**ÉNONCÉ A**
Reproduisez fidèlement le passage du discours sur la proposition de loi qui s'ouvre sur les mots « Je voudrais me » et se clôt sur « préoccupations du Gouvernement. ».

________________________________________

Je voudrais me féliciter de la qualité du travail qu’ont mené ensemble les auteurs de la proposition de loi, le président de la commission, M. Jean-Jacques Hyest, et le rapporteur, M. Jean-Pierre Vial. Le travail a été particulièrement constructif, j’ai pu le constater moi-même, en particulier grâce à l’écoute et à la bienveillante attention de M. Yvon Collin, auteur de la proposition de loi, ainsi que de M. Michel Charasse. Nous avons ainsi abouti, comme l’a indiqué M. Vial, à un très bon travail de synthèse.
Avant de commenter précisément celui-ci, je voudrais vous redire à quel point cette proposition de loi, inspirée par un souci de transparence – encore une fois, lorsqu’il n’y a pas de mélange des genres ! –, rejoint certaines préoccupations du Gouvernement.
Nous avons souhaité accentuer le contrôle ministériel auquel sont soumises les entreprises dans lesquelles l’État est actionnaire majoritaire, notamment pour ce qui concerne les rémunérations. En outre, nous avons été les premiers en Europe à mettre en place dans ce domaine un système d’encadrement pour les entreprises bénéficiant d’un soutien de l’État.
Mesdames, messieurs les sénateurs, vous connaissez les dispositions de la loi de finances rectificative d’avril 2009, dont les décrets d’application ont été pris très rapidement, dès la fin de ce même mois d’avril. Vous les connaissez d’autant mieux qu’elles ont été très largement inspirées par les travaux du président de la commission des finances, M. Arthuis.

________________________________________

**ÉNONCÉ B**
Dans les lignes de données, transcrivez uniquement la portion qui commence à la ligne contenant « Q. Point to the open » et se termine à la ligne contenant « pixel 248 286 », bornes incluses, sous forme de liste JSON de chaînes, à raison d'une chaîne par ligne et sans les lignes vides.

________________________________________

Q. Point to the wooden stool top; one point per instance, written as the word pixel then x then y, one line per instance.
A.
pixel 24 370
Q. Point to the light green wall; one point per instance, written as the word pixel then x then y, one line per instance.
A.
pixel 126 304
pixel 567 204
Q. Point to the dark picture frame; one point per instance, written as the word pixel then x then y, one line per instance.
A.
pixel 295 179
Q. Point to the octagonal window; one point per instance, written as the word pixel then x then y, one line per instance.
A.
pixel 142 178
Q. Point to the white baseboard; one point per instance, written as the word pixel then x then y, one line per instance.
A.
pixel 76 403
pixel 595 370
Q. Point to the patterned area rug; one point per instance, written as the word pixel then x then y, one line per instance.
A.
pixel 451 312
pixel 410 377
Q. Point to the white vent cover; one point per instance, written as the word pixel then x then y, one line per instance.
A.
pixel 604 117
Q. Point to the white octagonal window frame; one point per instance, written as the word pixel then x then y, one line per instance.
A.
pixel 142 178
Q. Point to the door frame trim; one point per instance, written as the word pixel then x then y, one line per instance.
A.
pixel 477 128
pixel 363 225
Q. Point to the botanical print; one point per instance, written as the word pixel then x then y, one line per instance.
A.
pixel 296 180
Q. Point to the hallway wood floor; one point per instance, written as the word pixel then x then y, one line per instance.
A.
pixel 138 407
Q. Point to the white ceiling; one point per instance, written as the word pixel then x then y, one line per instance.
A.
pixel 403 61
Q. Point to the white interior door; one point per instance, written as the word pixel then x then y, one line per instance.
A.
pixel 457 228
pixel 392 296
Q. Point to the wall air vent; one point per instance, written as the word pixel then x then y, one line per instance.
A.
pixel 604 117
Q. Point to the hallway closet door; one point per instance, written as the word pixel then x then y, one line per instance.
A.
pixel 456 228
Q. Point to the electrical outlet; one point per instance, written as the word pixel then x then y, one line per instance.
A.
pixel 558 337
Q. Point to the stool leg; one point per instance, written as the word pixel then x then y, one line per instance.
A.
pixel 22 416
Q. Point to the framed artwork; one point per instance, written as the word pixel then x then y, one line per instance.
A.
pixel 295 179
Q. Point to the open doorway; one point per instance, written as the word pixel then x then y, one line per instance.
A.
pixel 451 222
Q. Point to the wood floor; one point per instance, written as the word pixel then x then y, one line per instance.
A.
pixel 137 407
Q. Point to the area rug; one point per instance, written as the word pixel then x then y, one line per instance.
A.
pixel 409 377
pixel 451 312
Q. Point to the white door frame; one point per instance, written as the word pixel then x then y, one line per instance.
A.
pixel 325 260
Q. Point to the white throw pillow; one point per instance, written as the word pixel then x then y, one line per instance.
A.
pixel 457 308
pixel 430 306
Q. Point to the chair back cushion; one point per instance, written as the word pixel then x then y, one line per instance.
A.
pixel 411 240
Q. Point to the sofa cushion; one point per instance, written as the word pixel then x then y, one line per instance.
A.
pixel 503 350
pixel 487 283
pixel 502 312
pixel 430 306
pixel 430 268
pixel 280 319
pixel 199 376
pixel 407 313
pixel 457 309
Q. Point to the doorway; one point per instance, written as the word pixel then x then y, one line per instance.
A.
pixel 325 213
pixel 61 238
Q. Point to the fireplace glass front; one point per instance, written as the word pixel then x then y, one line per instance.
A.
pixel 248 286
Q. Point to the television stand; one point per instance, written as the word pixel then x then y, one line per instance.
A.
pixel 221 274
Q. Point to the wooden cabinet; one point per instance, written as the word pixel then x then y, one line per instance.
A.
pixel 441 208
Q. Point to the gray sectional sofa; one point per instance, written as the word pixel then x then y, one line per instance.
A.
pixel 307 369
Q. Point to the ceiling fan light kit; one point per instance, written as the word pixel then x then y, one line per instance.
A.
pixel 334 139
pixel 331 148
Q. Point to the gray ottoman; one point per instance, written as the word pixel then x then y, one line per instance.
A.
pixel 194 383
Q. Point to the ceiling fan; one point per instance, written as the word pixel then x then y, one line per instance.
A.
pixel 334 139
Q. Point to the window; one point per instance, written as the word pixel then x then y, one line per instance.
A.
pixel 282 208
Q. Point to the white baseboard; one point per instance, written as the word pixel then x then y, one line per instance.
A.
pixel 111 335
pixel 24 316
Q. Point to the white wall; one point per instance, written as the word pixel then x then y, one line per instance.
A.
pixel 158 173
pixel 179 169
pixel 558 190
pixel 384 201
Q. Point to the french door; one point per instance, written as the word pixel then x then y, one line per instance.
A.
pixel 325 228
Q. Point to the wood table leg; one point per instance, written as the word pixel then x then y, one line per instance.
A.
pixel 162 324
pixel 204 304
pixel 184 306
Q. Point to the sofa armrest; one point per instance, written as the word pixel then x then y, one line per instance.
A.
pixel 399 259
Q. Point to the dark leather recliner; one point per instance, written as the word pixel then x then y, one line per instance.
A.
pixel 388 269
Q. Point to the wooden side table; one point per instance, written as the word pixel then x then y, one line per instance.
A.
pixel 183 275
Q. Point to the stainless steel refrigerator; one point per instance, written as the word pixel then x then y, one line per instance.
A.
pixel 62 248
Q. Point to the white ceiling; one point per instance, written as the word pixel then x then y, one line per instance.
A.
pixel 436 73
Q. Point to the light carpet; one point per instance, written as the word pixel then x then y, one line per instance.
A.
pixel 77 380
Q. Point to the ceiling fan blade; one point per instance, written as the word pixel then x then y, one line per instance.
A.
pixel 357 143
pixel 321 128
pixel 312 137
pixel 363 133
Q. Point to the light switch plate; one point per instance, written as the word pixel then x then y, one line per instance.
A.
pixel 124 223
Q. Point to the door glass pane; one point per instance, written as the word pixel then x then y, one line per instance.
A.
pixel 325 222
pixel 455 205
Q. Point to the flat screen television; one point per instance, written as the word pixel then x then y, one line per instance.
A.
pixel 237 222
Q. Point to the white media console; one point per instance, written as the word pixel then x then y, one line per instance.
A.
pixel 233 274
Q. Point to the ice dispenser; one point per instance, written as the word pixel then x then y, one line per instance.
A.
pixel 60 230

________________________________________

**RÉPONSE COMPLÈTE A**
Je voudrais me féliciter de la qualité du travail qu’ont mené ensemble les auteurs de la proposition de loi, le président de la commission, M. Jean-Jacques Hyest, et le rapporteur, M. Jean-Pierre Vial. Le travail a été particulièrement constructif, j’ai pu le constater moi-même, en particulier grâce à l’écoute et à la bienveillante attention de M. Yvon Collin, auteur de la proposition de loi, ainsi que de M. Michel Charasse. Nous avons ainsi abouti, comme l’a indiqué M. Vial, à un très bon travail de synthèse.
Avant de commenter précisément celui-ci, je voudrais vous redire à quel point cette proposition de loi, inspirée par un souci de transparence – encore une fois, lorsqu’il n’y a pas de mélange des genres ! –, rejoint certaines préoccupations du Gouvernement.

**RÉPONSE COMPLÈTE B**
[
  "Q. Point to the open doorway; one point per instance, written as the word pixel then x then y, one line per instance.",
  "A.",
  "pixel 451 222",
  "Q. Point to the wood floor; one point per instance, written as the word pixel then x then y, one line per instance.",
  "A.",
  "pixel 137 407",
  "Q. Point to the area rug; one point per instance, written as the word pixel then x then y, one line per instance.",
  "A.",
  "pixel 409 377",
  "pixel 451 312",
  "Q. Point to the white door frame; one point per instance, written as the word pixel then x then y, one line per instance.",
  "A.",
  "pixel 325 260",
  "Q. Point to the white throw pillow; one point per instance, written as the word pixel then x then y, one line per instance.",
  "A.",
  "pixel 457 308",
  "pixel 430 306",
  "Q. Point to the chair back cushion; one point per instance, written as the word pixel then x then y, one line per instance.",
  "A.",
  "pixel 411 240",
  "Q. Point to the sofa cushion; one point per instance, written as the word pixel then x then y, one line per instance.",
  "A.",
  "pixel 503 350",
  "pixel 487 283",
  "pixel 502 312",
  "pixel 430 306",
  "pixel 430 268",
  "pixel 280 319",
  "pixel 199 376",
  "pixel 407 313",
  "pixel 457 309",
  "Q. Point to the doorway; one point per instance, written as the word pixel then x then y, one line per instance.",
  "A.",
  "pixel 325 213",
  "pixel 61 238",
  "Q. Point to the fireplace glass front; one point per instance, written as the word pixel then x then y, one line per instance.",
  "A.",
  "pixel 248 286"
]